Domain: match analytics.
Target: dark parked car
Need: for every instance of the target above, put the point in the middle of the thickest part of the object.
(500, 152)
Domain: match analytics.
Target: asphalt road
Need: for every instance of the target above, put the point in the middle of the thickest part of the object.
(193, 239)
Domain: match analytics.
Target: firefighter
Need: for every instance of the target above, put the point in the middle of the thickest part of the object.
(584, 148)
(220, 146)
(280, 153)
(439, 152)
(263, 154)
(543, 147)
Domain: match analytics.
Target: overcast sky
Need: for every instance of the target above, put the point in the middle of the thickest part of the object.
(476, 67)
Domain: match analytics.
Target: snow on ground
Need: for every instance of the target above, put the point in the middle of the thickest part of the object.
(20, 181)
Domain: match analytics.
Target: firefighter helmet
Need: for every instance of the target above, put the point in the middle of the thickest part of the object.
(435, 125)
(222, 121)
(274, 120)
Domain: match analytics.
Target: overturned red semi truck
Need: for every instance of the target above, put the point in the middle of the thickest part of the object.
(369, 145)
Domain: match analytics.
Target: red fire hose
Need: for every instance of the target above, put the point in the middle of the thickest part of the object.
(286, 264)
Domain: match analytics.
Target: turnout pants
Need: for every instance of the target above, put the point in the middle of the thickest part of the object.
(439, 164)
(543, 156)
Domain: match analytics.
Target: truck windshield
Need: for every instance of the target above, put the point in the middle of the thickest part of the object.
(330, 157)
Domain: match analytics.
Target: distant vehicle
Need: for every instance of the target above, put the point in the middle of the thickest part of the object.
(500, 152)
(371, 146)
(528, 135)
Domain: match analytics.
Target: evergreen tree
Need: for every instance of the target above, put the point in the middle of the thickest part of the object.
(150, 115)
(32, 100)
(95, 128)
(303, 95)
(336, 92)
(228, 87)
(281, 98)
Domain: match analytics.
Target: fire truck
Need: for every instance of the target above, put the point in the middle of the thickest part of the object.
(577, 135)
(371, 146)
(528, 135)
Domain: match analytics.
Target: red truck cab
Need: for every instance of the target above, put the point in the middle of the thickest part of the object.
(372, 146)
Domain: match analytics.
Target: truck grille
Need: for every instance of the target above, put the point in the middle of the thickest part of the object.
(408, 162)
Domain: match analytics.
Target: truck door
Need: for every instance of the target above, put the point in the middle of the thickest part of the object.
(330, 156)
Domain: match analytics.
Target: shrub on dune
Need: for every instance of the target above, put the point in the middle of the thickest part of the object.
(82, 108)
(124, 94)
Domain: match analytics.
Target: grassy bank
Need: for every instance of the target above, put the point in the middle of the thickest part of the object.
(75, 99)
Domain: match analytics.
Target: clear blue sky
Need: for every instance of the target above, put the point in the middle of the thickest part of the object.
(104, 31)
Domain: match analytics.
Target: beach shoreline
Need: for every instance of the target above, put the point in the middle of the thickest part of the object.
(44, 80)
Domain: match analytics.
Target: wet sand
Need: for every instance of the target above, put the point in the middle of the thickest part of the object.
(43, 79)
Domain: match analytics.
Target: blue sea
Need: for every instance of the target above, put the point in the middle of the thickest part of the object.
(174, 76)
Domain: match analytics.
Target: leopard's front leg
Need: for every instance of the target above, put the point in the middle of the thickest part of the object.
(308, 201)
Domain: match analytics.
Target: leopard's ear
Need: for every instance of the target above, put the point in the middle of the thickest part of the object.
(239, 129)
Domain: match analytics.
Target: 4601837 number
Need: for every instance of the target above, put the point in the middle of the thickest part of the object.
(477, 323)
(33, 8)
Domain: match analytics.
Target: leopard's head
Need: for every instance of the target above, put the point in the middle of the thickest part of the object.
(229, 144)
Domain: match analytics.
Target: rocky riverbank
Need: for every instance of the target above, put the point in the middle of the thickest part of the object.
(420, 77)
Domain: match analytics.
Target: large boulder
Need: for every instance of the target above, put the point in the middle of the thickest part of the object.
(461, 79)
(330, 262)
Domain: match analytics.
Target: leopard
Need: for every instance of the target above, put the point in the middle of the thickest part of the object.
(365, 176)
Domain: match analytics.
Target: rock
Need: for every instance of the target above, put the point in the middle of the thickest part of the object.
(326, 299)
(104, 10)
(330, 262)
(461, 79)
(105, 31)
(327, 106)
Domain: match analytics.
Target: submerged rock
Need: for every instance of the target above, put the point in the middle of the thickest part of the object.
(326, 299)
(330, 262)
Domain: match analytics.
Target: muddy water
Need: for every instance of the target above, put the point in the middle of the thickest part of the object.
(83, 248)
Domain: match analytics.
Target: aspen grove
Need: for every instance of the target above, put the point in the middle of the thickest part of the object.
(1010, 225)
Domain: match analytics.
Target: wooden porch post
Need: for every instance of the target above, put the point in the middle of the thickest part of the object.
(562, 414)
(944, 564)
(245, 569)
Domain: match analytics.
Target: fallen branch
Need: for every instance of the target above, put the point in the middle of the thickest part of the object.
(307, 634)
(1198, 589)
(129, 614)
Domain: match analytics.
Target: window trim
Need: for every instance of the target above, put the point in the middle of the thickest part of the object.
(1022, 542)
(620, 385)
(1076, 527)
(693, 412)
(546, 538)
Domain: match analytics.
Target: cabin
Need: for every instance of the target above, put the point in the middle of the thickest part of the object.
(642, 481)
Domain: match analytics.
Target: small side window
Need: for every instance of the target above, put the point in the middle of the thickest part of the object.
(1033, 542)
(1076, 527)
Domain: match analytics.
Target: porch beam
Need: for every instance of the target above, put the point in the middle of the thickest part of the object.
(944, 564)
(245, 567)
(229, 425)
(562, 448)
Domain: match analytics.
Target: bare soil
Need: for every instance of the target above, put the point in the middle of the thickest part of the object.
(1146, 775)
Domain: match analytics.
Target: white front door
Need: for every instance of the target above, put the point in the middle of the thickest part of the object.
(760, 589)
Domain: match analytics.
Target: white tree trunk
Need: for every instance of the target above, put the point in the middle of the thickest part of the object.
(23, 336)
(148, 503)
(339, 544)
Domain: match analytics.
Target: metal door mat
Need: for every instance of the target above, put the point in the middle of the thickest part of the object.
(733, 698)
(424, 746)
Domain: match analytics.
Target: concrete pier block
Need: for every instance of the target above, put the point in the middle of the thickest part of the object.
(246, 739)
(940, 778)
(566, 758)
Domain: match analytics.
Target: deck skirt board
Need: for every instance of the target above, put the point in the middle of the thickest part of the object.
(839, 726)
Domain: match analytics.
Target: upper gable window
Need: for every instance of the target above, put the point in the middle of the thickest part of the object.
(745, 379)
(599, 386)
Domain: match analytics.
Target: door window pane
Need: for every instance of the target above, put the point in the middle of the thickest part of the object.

+ + + +

WHAT IS BEING ASKED:
Only the lines from the one containing "Target: door window pane" through the last line of the material belong in your answer; output them exactly.

ANSWER FOR THE TASK:
Target: door window pane
Need: for every instance of the target above, put the point in the middle of the thickest part of the object.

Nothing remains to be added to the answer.